Note to Kim Kardashian:
If you really want to break the Internet, do not pose naked again.
Just get your hands on Donald Trump's tax returns.
At 6:36 EST on Tuesday night, Rachel Maddow Tweeted the following:
Over the course of the next two-plus hours, in anticipation of her show on MSNBC, social media exploded with speculation over just what these tax returns might reveal.
It was understandable curiosity as well, considering Trump became the first Presidential candidate in decades last year to NOT reveal these documents to the public.
Prior to taking to the air, Maddow wrote a follow-up Tweet in which she said she had obtained Trump's "1040 form" from 2005.
Again, the Internet was left to wonder what this could mean.
Would the tax return shed light on Trump's foreign financial dealings?
Would we learn more about his ties to Russia?
Would we discover that the President was in enormous debt? Not nearly as wealthy as he's claimed to be? Is a fraud and a liar and a danger to the country?
Nope, nope and nope.
As it turns out, an anonymous source released the first two pages of Trump’s 2005 tax returns to Trump biographer and investigative journalist David Cay Johnston.

== EXERCISE DATA ==
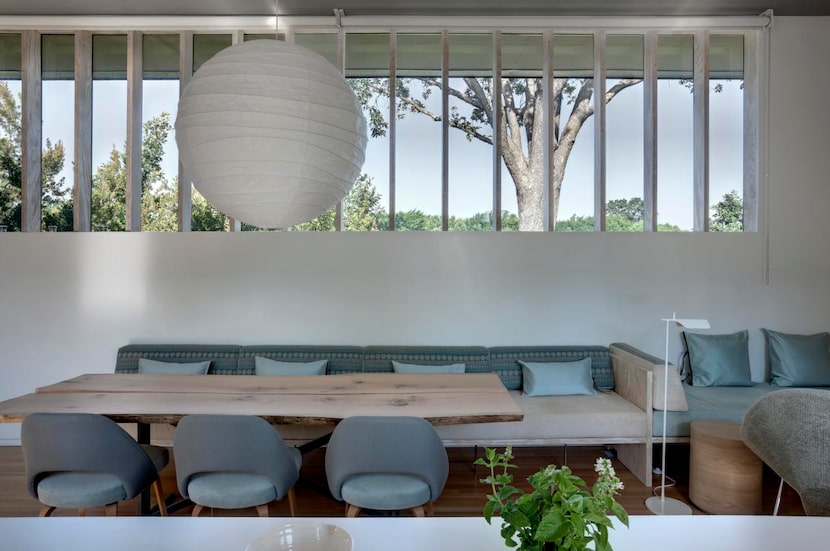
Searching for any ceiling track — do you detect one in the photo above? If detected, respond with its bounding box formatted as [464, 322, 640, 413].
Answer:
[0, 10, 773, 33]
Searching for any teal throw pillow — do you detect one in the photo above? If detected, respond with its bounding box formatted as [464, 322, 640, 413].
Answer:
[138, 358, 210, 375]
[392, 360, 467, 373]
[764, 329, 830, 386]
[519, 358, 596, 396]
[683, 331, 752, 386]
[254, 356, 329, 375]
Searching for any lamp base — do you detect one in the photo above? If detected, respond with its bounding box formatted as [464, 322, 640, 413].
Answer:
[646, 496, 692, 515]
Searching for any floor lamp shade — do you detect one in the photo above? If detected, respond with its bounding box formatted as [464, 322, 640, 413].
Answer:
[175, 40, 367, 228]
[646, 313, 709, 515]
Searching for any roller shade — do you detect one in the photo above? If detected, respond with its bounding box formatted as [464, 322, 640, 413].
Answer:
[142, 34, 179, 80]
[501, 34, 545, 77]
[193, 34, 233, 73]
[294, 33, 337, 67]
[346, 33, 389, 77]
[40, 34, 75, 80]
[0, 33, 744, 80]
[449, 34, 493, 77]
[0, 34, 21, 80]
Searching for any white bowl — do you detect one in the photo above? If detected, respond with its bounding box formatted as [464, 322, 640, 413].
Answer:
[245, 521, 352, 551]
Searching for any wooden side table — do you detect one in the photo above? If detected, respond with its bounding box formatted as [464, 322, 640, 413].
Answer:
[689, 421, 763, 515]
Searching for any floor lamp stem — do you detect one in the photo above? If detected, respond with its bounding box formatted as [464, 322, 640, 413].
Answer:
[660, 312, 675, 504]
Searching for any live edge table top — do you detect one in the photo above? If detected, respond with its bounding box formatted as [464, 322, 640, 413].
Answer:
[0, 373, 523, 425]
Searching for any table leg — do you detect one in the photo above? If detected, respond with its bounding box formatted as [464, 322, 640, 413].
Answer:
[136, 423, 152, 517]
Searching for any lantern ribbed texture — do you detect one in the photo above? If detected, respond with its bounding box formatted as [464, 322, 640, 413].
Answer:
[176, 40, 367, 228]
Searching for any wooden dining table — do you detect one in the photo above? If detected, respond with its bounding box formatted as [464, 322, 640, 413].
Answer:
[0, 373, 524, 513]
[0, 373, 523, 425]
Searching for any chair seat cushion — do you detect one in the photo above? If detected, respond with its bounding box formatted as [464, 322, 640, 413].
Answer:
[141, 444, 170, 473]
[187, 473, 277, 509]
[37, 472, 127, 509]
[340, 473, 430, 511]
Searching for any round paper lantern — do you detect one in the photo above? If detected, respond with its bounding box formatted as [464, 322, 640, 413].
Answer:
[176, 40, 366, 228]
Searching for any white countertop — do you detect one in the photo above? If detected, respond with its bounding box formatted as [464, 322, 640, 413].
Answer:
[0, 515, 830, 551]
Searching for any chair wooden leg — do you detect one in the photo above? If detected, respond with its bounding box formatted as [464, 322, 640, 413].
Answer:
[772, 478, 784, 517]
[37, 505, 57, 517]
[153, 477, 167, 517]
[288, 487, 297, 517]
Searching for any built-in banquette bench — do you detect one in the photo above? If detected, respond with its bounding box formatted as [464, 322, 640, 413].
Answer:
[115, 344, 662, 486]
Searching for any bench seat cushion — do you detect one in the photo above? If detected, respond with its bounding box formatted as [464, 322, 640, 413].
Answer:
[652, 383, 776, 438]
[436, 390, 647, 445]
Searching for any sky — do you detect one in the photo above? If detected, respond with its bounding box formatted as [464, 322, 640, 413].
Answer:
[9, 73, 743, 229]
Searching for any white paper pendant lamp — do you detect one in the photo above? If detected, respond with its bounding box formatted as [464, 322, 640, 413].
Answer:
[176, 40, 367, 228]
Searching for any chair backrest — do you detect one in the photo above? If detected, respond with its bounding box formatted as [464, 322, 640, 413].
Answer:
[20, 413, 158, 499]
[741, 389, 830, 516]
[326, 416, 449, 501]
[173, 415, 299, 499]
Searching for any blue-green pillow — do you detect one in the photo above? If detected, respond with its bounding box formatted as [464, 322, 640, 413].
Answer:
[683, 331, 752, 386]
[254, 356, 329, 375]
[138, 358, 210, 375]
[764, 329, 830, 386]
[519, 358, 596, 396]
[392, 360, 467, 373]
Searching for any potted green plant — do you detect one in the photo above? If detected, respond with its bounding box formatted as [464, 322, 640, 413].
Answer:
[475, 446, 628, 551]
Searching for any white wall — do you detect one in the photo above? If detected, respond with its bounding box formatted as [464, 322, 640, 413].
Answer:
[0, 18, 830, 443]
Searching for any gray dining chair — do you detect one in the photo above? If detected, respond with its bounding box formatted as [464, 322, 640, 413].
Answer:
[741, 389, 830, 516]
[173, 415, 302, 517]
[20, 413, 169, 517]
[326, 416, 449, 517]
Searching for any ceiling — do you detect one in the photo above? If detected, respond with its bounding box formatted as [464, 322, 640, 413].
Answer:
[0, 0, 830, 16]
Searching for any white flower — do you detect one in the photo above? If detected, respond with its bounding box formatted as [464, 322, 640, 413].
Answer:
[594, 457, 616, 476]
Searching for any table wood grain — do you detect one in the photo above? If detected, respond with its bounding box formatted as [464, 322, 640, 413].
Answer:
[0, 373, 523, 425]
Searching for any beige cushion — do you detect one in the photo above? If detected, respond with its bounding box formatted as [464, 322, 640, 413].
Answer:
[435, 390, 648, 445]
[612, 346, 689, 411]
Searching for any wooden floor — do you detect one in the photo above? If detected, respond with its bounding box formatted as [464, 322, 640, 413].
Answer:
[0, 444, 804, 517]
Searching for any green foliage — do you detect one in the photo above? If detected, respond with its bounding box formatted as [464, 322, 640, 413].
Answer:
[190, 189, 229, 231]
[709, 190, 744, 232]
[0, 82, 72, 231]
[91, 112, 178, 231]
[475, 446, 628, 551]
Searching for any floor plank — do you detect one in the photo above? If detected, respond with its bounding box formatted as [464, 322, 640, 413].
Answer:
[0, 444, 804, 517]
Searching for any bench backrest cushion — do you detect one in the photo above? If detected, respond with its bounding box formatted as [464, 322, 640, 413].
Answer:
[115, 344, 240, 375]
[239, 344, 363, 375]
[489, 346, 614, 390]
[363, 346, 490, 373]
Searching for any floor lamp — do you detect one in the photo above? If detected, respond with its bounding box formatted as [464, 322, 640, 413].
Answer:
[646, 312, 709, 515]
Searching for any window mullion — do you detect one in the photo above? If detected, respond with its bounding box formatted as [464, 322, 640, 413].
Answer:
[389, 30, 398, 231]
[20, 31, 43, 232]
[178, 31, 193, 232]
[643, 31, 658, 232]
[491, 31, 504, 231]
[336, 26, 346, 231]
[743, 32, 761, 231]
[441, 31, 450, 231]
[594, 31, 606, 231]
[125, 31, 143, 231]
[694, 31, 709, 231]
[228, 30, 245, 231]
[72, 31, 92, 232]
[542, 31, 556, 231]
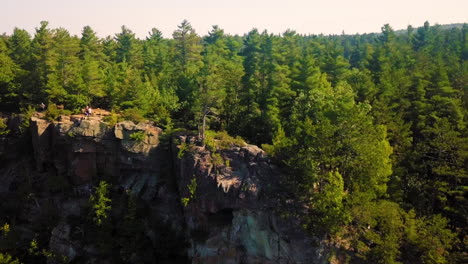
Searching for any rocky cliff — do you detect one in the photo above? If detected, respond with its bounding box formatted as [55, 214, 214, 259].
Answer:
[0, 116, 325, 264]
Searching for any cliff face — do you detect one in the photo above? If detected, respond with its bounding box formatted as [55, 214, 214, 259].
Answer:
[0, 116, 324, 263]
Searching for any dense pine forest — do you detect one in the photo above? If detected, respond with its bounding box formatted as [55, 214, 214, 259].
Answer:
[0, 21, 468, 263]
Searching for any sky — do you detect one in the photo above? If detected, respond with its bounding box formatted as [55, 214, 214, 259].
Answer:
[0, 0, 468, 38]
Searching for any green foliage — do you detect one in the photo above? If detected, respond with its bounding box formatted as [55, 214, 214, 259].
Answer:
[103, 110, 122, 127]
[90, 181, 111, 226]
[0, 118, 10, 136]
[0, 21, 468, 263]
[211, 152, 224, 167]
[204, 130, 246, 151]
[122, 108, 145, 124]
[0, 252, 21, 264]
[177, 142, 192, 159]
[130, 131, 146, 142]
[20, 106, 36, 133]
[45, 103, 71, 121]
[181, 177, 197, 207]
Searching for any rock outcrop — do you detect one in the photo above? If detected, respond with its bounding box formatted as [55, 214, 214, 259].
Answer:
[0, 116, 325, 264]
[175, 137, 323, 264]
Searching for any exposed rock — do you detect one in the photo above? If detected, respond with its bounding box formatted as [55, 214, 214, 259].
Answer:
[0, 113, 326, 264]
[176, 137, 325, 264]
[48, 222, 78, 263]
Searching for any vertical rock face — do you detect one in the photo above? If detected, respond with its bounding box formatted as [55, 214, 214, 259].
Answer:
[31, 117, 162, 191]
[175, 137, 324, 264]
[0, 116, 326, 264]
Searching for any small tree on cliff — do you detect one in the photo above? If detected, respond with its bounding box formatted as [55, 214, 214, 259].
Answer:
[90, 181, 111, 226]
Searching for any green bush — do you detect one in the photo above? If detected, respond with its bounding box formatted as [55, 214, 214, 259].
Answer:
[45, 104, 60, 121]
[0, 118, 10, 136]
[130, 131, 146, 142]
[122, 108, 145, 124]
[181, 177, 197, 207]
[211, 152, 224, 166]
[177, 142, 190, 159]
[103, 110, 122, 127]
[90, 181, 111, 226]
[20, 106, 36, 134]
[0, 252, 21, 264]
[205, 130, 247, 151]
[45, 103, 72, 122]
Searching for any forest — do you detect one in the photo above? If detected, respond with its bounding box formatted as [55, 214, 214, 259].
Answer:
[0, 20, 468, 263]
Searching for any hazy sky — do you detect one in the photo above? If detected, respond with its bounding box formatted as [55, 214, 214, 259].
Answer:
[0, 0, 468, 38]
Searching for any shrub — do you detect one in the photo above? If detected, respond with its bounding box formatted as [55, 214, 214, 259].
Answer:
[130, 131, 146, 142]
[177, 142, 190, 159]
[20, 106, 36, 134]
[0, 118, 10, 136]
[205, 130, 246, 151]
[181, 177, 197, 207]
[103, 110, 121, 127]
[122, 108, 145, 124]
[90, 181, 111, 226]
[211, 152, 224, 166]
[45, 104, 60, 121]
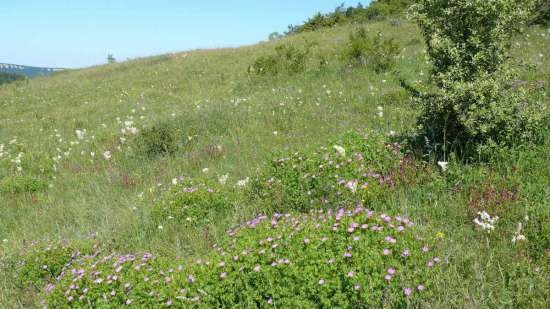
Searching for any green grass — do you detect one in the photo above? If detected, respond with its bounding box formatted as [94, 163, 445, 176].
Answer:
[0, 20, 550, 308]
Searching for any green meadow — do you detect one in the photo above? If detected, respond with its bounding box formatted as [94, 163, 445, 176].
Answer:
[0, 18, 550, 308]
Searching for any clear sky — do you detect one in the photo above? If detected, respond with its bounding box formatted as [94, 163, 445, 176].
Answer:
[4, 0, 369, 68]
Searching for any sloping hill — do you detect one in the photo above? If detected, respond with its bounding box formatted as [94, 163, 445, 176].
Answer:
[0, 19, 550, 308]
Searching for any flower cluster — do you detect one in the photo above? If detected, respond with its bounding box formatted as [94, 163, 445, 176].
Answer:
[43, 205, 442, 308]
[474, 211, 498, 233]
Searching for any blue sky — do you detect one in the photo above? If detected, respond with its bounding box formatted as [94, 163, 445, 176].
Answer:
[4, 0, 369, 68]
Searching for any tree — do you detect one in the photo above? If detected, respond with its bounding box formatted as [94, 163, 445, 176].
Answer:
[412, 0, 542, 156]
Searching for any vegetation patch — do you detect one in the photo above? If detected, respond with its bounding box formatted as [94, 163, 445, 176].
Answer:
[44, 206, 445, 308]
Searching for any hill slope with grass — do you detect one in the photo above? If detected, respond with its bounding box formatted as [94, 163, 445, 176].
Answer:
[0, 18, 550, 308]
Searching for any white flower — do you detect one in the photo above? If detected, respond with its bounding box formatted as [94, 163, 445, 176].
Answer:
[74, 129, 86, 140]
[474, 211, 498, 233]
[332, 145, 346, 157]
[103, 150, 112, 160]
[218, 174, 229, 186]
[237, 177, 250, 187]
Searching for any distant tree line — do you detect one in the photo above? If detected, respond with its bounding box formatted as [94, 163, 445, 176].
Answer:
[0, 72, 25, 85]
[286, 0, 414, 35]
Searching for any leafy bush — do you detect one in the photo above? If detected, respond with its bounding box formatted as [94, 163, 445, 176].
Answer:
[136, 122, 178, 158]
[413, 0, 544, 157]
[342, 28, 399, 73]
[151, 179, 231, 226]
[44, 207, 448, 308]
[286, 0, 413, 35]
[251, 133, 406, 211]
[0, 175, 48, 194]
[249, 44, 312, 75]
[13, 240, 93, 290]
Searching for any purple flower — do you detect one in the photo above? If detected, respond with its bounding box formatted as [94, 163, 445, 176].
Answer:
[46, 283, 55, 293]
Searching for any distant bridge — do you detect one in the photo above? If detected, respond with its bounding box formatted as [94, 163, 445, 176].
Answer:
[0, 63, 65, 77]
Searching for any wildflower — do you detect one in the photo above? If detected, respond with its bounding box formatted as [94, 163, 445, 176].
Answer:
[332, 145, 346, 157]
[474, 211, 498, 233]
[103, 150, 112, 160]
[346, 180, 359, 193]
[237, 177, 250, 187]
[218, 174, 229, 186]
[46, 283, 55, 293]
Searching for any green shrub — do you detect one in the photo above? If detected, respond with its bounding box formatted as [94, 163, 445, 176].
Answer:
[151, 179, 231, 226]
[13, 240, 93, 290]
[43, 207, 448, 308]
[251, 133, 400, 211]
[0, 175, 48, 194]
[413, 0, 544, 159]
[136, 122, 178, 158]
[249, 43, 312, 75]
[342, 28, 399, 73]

== WORK ORDER ==
Translate this sentence from the text about Trump's tax returns into Spanish: "Again, the Internet was left to wonder what this could mean." The entries come from a separate source.

== RESPONSE ==
Una vez más, Internet se quedó preguntándose qué podría significar esto.